→ What the exercise asks:
Print the entire listing. Each line must match the original exactly.

→ Supplied material:
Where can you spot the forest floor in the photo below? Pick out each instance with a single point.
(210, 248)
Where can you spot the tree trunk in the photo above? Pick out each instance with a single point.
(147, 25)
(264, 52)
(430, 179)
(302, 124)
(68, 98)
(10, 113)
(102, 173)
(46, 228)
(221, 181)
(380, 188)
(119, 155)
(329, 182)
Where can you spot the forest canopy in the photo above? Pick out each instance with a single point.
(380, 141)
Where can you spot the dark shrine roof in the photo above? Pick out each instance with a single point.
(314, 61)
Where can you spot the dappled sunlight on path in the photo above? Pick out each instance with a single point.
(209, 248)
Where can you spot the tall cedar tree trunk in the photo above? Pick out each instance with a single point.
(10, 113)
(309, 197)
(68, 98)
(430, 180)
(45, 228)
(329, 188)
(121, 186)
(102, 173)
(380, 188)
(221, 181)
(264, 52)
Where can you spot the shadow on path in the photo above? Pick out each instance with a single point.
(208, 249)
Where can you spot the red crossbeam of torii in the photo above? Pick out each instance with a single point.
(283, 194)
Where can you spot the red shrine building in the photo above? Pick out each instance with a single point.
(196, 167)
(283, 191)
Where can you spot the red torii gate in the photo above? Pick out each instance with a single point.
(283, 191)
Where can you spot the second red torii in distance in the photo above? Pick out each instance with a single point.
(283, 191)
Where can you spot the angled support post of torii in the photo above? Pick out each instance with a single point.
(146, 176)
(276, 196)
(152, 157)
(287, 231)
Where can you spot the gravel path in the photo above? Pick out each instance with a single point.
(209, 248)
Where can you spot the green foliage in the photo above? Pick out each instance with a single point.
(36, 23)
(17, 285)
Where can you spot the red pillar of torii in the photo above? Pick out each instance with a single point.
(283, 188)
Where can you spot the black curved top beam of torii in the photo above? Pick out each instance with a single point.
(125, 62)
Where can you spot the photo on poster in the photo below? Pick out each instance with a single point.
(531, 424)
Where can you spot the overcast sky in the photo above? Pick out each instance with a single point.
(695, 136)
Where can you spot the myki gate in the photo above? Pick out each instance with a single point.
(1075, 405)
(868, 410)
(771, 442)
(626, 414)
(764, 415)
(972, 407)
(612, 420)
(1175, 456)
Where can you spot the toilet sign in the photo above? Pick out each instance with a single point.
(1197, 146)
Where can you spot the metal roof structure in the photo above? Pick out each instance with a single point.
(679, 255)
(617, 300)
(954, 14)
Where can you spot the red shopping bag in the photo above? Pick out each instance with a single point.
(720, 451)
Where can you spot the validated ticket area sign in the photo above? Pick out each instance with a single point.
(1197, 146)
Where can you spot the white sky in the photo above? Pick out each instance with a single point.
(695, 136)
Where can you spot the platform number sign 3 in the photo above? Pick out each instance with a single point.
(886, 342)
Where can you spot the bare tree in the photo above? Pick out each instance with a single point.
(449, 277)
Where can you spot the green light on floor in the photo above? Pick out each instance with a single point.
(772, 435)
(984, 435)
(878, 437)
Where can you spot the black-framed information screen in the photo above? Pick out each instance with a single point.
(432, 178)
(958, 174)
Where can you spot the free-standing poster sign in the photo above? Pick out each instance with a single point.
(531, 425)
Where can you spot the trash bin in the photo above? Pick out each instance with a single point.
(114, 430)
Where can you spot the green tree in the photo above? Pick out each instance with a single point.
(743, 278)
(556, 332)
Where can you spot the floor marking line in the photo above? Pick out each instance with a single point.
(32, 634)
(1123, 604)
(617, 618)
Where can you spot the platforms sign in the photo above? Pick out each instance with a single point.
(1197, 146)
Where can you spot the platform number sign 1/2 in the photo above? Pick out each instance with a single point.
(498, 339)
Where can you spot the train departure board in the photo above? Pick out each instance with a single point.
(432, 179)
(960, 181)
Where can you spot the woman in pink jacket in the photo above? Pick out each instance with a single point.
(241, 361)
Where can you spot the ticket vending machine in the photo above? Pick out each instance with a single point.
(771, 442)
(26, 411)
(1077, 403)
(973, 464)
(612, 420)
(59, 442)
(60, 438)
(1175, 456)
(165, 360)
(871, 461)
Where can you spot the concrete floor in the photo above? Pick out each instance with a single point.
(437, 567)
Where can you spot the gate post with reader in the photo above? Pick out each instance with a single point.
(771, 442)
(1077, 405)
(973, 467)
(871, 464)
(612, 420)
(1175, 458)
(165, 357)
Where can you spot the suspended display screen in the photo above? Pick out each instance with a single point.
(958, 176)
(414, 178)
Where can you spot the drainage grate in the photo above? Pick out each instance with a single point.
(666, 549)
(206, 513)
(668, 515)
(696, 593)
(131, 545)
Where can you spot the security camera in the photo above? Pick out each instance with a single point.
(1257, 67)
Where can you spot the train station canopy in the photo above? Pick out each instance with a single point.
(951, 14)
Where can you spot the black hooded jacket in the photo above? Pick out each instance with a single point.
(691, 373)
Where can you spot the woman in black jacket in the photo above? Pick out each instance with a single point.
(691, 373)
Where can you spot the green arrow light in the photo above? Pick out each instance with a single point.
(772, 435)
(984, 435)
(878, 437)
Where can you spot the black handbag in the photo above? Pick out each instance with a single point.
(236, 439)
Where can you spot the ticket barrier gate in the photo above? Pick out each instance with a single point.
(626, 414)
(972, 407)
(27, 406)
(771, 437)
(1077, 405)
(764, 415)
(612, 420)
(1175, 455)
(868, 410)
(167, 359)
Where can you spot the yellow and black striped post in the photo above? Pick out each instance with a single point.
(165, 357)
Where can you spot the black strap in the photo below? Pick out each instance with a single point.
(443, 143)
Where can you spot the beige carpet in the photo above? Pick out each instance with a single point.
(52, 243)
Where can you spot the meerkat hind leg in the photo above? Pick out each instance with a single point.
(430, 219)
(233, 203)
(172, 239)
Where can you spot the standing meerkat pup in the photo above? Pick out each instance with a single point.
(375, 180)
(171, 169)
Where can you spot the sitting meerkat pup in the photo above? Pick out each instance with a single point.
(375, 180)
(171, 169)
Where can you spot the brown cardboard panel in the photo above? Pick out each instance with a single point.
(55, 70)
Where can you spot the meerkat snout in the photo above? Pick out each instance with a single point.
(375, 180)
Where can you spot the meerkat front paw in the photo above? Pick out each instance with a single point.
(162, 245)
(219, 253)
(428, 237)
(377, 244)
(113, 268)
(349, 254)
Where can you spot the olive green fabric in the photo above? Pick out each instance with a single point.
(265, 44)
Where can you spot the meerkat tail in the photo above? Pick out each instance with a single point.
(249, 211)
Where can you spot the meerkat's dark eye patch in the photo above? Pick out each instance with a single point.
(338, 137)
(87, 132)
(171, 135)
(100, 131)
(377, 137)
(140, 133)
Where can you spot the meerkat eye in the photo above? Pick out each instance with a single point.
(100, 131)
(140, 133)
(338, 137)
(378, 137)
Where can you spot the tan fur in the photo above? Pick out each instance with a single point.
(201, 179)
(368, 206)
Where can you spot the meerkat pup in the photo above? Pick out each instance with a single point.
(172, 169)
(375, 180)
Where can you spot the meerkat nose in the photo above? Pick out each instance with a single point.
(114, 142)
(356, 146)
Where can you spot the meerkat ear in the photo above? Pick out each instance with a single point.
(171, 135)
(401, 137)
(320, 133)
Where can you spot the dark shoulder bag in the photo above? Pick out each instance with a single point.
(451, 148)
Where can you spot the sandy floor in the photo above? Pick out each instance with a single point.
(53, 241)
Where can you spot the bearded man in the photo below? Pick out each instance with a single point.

→ Answer to the exercise:
Where can you spot the forest floor in the photo below? Pick out each instance with a single point.
(210, 248)
Where can you spot the tree trunk in the photo above? Pick out each instance with a single point.
(147, 25)
(264, 52)
(430, 179)
(302, 124)
(68, 98)
(10, 113)
(102, 173)
(46, 228)
(221, 181)
(380, 188)
(119, 155)
(329, 182)
Where can you spot the forest canopy in the photo above? Pick out each instance with a single point.
(380, 141)
Where can you spot the dark shrine roof in the photo above? Pick out each instance with a single point.
(314, 61)
Where can you spot the dappled sunlight on path in the photo above? Pick out each instance with a single point.
(209, 248)
Where can you spot the tall cedar tree trunk in the photo above? Pick out each instance with a single point.
(10, 113)
(309, 197)
(68, 98)
(430, 180)
(45, 228)
(329, 188)
(121, 186)
(102, 173)
(380, 188)
(221, 181)
(264, 52)
Where can you spot the shadow on path in the photo above? Pick out each instance with a single point.
(208, 249)
Where can you spot the red crossbeam of torii in the photo above? Pick out each instance with a single point.
(283, 194)
Where can you spot the red shrine building in the photo above? Pick out each instance with a single point.
(196, 167)
(283, 191)
Where can you spot the red torii gate in the photo above? Pick out each instance with a single point.
(283, 191)
Where can you spot the second red torii in distance in the photo above? Pick out each instance with a single point.
(283, 191)
Where can you spot the angled support post of torii in the photo above? Pick out each instance with a single point.
(146, 176)
(276, 196)
(152, 157)
(287, 231)
Where can you spot the gravel path in the photo above? Pick out each instance with a single point.
(209, 248)
Where can you spot the green foliage in the photo above? Pick out each instance with a single point.
(36, 23)
(17, 285)
Where can you spot the red pillar of torii in the photo above? Pick out each instance with a single point.
(283, 188)
Where can you spot the black curved top beam of torii in the photo above? Pick out each instance with a single point.
(125, 62)
Where can you spot the photo on poster in the photo below? Pick out each instance with a single point.
(531, 424)
Where can you spot the overcast sky in the photo above? Pick out each instance with a single point.
(695, 136)
Where can you spot the myki gate in the photo above? Pick out each instance with a single point.
(1075, 405)
(868, 410)
(771, 442)
(626, 414)
(764, 415)
(972, 407)
(612, 420)
(1175, 456)
Where can you spot the toilet sign in the photo above? Pick out each instance with a single point.
(1197, 146)
Where can you spot the metal roof structure in the photo above? Pick out each instance with a single point.
(679, 255)
(617, 300)
(954, 14)
Where can you spot the red shopping bag in the photo above? Pick out each instance with a single point.
(720, 451)
Where can you spot the validated ticket area sign in the photo above? Pick out each instance with a single point.
(1197, 146)
Where can you spot the white sky in the photo above? Pick out each instance with a single point.
(695, 136)
Where can you spot the platform number sign 3 in the photo above? Pick out each instance with a single point.
(886, 342)
Where can you spot the bare tree in the photo above? Pick out each instance with a single point.
(449, 277)
Where can you spot the green light on floor in the photo above? Pick out each instance with a single point.
(772, 435)
(984, 435)
(878, 437)
Where can you spot the black-framed information screen in the photo above? Pick out each instance with a single point.
(432, 178)
(958, 174)
Where can you spot the free-standing poster sign in the photo above? Pick out each instance with a single point.
(531, 425)
Where can you spot the trash bin in the photo above? Pick out each instance with a single point.
(114, 430)
Where can you spot the green tree in the photo above? Pick out each instance with a single point.
(743, 278)
(556, 332)
Where can you spot the floor marking line in the photo above? Pick out each instance with a single point.
(32, 634)
(1123, 604)
(617, 618)
Where can you spot the platforms sign in the photo above? Pick out each instance with a single point.
(1197, 146)
Where can you spot the platform number sign 1/2 in the photo above? Pick out each instance with a single point.
(498, 339)
Where can you spot the train departure board in the photo above? Pick out each instance with a single point.
(432, 179)
(960, 181)
Where can you spot the woman in pink jacket in the photo above? Pick out each instance with a single point.
(241, 361)
Where can you spot the ticket vending machine in the photo above? Pick out each instance with a single point.
(771, 442)
(26, 411)
(1077, 403)
(973, 464)
(612, 420)
(59, 442)
(60, 438)
(1175, 456)
(165, 360)
(871, 461)
Where can you spot the concrete floor in the photo above? Pick out each instance with a single point.
(437, 567)
Where can you spot the gate post with reader in the photo above? Pick out each instance with a single point.
(771, 442)
(1077, 405)
(973, 467)
(871, 464)
(612, 420)
(1175, 458)
(165, 357)
Where can you spot the suspended display screen in the photo above? Pick out each instance with a single point.
(958, 176)
(414, 178)
Where can you spot the drainage grate in the photo above? Pick out each instance with a single point.
(666, 549)
(206, 513)
(668, 515)
(696, 593)
(131, 545)
Where can you spot the security camera in the photo above? Pick out each instance with a single point.
(1257, 67)
Where can you spot the train station canopy in the photo above? Pick out each instance with a single point.
(951, 14)
Where can you spot the black hooded jacket in the photo above? Pick out each instance with a single point.
(691, 373)
Where can you spot the woman in black jacket in the photo above? Pick out each instance with a single point.
(691, 373)
Where can you spot the green arrow light in the photo above? Pick out each instance with a single point.
(772, 435)
(984, 435)
(878, 437)
Where can you spot the black handbag in the photo above? Pick out each instance with a single point.
(236, 439)
Where can you spot the ticket barrier gate in the photo above? Pick out each instance with a single point.
(626, 414)
(972, 407)
(27, 406)
(771, 437)
(1077, 405)
(764, 415)
(612, 420)
(1175, 455)
(868, 410)
(167, 359)
Where can you spot the yellow and black striped post in the photo above? Pick out each instance with a single point.
(165, 357)
Where can you spot the black strap in the photo below? Pick out each instance with a single point.
(443, 143)
Where can you spot the beige carpet in the photo above? Pick out each instance with a single point.
(52, 243)
Where can you spot the meerkat hind leg in the photo above? Pick out each instance with a single point.
(430, 219)
(233, 203)
(172, 239)
Where can you spot the standing meerkat pup in the photo above? Pick out each instance with a single point.
(375, 180)
(171, 169)
Where can you spot the sitting meerkat pup in the photo above? Pick out each instance with a single point.
(375, 180)
(171, 169)
Where can you spot the brown cardboard panel in the photo above? Pick out each instance with a single point.
(55, 70)
Where can you spot the meerkat snout in the photo above? Pick out each instance with a single point.
(375, 180)
Where can you spot the meerkat front paw in the photo above? Pick out each instance with a single point.
(162, 245)
(219, 253)
(428, 237)
(377, 244)
(113, 268)
(349, 254)
Where can you spot the olive green fabric in the photo above? Pick out each instance with a single point.
(265, 44)
Where can you spot the meerkat tail in the photo above? Pick out each instance with a single point.
(249, 211)
Where can you spot the meerkat's dark eye patch in the photo above? Pick out each instance with a single point.
(338, 137)
(87, 132)
(171, 135)
(100, 131)
(377, 137)
(140, 133)
Where can you spot the meerkat eye in the photo above? Pick out each instance with a single point.
(100, 131)
(140, 133)
(338, 137)
(378, 137)
Where can you spot the tan fur in the photo above? Pick out each instance with a single point.
(201, 179)
(368, 206)
Where can you spot the meerkat pup in the photo above? Pick out each instance with a single point.
(172, 169)
(375, 180)
Where can you spot the meerkat nose in the photo above? Pick out each instance with a single point.
(114, 142)
(356, 146)
Where can you spot the meerkat ear in the photo above? Pick out each instance with a single point.
(171, 135)
(401, 137)
(320, 133)
Where can you spot the dark shoulder bag in the photo above? Pick out each instance with a single point.
(451, 148)
Where can you spot the sandy floor in the photo above? Pick out each instance with a single point.
(53, 241)
Where can you spot the bearded man in the photo below? Pick out each instance with a single point.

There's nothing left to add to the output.